Referring expression pointing data:

*** Begin section ***

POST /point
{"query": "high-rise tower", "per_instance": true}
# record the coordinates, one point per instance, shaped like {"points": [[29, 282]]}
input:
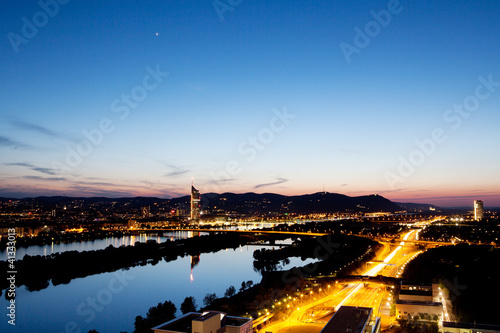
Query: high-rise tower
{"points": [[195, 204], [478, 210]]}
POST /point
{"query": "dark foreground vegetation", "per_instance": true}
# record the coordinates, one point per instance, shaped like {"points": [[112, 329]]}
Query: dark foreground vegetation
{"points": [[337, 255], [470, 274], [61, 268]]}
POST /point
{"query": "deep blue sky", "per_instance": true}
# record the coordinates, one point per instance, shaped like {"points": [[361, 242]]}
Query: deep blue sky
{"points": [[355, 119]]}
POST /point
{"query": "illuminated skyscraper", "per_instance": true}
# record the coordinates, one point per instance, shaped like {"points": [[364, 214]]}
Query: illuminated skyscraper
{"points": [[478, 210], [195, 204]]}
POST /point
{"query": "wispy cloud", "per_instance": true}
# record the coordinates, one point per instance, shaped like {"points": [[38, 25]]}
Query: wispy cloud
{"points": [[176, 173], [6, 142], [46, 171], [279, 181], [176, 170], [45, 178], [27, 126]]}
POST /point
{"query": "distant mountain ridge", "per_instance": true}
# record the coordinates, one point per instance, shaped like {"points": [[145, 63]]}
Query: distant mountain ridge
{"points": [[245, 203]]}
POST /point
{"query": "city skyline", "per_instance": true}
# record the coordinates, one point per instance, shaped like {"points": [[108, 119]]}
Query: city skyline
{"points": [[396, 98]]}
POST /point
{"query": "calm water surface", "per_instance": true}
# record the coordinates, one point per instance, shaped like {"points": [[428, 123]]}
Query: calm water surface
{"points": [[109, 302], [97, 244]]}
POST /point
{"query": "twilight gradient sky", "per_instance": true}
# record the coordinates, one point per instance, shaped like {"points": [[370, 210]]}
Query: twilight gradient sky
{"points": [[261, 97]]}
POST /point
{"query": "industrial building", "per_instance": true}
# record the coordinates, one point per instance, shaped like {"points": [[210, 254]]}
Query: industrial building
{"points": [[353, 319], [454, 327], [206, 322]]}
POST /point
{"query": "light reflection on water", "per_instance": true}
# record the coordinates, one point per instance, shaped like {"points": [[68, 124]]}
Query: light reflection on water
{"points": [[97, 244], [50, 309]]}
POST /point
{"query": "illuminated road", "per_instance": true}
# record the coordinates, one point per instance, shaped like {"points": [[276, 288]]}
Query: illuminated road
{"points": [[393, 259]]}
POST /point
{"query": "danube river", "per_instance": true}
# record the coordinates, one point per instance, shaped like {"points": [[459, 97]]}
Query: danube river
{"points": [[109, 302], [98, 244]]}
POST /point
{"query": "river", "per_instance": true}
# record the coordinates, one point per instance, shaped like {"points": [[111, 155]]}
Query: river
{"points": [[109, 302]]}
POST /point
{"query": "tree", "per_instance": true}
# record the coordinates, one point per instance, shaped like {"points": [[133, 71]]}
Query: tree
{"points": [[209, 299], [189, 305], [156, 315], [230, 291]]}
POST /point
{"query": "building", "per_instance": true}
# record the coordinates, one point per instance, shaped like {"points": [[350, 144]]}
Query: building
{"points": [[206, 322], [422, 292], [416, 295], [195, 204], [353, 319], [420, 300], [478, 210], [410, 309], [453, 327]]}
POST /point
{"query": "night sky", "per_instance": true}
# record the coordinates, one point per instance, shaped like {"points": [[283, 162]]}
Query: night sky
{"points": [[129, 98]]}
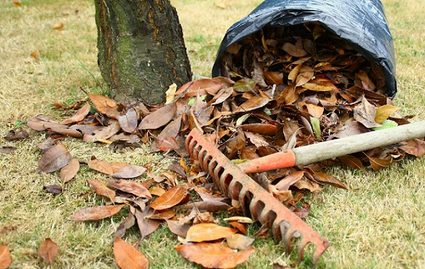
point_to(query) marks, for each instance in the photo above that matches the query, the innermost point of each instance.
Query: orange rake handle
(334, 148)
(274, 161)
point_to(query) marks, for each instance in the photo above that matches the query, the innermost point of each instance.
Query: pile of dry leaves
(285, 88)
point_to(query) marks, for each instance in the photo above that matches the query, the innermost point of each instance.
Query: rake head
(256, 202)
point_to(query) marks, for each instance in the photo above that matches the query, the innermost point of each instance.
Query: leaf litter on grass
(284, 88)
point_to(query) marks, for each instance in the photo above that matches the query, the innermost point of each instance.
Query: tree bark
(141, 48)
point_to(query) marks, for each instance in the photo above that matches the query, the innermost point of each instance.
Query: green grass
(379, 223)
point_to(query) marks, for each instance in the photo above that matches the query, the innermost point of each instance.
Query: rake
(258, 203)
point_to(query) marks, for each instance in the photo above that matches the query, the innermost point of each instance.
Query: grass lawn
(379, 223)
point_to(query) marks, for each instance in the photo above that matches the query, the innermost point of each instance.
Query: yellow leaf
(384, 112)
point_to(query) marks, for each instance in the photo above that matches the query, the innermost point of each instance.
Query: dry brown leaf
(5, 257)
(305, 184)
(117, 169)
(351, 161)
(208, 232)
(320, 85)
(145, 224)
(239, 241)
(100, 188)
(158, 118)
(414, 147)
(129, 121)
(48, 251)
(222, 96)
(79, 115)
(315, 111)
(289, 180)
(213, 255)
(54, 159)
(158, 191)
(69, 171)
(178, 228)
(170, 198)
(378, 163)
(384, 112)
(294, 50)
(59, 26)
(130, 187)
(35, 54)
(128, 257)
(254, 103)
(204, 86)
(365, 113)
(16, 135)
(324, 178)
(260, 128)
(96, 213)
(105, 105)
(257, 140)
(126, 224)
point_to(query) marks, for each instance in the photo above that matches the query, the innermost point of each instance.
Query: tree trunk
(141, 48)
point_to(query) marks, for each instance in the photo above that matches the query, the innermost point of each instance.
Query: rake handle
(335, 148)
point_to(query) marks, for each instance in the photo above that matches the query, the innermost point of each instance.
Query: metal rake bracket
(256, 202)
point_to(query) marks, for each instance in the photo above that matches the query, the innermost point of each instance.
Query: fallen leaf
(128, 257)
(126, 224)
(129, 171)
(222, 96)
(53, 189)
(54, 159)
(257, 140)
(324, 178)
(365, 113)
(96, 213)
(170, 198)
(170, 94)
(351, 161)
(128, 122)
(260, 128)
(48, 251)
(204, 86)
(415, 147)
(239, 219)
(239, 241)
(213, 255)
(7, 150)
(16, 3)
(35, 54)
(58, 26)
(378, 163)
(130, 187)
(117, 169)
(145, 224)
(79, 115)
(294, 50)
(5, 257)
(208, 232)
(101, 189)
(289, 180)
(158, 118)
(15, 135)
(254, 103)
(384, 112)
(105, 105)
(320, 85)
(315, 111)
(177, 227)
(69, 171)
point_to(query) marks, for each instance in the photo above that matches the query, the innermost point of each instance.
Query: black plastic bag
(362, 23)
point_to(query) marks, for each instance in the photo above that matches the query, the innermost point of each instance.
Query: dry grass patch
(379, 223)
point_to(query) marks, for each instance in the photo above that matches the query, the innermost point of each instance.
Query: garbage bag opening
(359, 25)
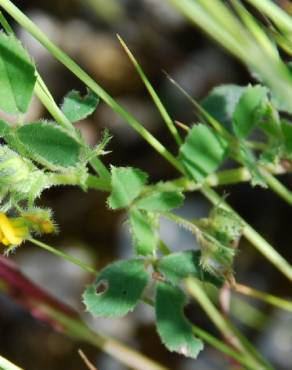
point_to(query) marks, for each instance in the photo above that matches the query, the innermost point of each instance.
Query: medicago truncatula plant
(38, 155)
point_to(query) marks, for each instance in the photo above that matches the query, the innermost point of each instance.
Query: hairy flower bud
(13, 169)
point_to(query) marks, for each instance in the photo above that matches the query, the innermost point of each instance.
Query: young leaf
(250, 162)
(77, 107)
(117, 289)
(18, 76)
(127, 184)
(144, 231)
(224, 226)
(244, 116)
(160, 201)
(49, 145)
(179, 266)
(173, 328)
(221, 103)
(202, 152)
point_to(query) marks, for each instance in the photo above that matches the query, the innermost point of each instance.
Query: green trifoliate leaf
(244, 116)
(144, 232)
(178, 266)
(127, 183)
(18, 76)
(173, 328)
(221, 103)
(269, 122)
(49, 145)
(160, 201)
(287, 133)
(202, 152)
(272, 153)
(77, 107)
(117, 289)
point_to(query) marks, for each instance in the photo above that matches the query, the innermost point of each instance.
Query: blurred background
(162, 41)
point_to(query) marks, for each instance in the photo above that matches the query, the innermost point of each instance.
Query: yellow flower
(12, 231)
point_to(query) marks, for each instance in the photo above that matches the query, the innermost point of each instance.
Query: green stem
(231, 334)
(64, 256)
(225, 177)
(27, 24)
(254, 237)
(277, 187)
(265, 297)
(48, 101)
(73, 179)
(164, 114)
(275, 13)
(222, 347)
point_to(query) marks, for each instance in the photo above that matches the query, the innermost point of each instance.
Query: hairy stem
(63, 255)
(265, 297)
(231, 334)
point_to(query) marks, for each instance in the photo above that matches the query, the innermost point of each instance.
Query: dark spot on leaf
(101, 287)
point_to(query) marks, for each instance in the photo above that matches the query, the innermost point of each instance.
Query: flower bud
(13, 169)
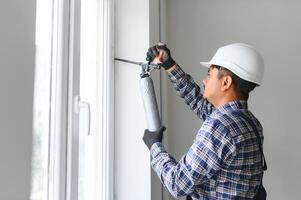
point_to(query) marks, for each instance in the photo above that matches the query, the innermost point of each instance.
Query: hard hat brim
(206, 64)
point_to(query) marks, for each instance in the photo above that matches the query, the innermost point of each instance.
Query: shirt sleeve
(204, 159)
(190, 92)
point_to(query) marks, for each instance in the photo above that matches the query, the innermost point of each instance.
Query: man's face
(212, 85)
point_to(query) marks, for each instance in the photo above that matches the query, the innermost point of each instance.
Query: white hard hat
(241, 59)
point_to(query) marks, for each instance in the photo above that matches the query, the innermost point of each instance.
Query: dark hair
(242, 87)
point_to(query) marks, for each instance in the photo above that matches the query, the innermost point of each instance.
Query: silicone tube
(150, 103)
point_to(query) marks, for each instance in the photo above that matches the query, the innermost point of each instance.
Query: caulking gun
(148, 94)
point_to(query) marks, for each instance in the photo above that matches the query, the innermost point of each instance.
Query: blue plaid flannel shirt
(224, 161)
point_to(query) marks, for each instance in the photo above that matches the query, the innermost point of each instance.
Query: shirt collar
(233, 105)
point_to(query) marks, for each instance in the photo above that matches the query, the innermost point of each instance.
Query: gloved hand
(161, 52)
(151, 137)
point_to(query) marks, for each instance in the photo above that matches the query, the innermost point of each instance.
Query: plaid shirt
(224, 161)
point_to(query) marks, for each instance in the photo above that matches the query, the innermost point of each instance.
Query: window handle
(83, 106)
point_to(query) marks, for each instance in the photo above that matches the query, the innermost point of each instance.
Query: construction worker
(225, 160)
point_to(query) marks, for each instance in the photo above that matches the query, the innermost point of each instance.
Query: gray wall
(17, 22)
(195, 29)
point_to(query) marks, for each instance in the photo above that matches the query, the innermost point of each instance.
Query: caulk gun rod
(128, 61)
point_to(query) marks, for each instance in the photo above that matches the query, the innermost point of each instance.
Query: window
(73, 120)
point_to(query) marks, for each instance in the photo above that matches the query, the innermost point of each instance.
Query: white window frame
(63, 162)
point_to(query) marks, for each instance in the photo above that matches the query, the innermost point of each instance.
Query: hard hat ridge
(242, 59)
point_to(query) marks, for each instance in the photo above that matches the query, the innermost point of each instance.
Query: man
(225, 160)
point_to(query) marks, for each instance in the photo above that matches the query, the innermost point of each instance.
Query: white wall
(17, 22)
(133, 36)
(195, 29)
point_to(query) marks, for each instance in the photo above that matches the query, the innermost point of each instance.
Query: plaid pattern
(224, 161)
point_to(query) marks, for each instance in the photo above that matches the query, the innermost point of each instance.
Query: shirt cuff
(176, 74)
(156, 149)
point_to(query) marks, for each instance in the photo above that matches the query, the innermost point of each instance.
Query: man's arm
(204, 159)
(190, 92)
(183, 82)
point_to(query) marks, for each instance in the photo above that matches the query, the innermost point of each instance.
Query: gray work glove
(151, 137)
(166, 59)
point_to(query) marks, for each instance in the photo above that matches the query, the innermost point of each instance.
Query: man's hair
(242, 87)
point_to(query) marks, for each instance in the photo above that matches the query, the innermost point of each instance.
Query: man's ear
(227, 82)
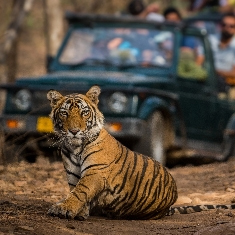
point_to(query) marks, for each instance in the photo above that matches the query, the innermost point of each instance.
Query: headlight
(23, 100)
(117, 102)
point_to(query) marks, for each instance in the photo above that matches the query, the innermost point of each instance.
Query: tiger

*** End section ***

● Problem to solve
Find the line that contains "Query: gray work glove" and repeat it, along with every line after it to the end of the data, exactly; drop the pictures.

● Written reply
Query: gray work glove
(151, 137)
(166, 59)
point_to(query) marks, for each instance in the photo above that matches the query, the innermost point of each instance.
Query: man's hair
(242, 87)
point_to(query) marks, for each instance in the photo above that matches the query, the innermost point of each instance.
Query: man's ear
(227, 82)
point_to(query) marks, for each instance in the photo above that matches the query, the innermost point of each instance.
Query: headlight
(23, 100)
(117, 102)
point_to(query) marks, for each instance in the photo above that matches the query, the innermost point of each instance.
Query: tiger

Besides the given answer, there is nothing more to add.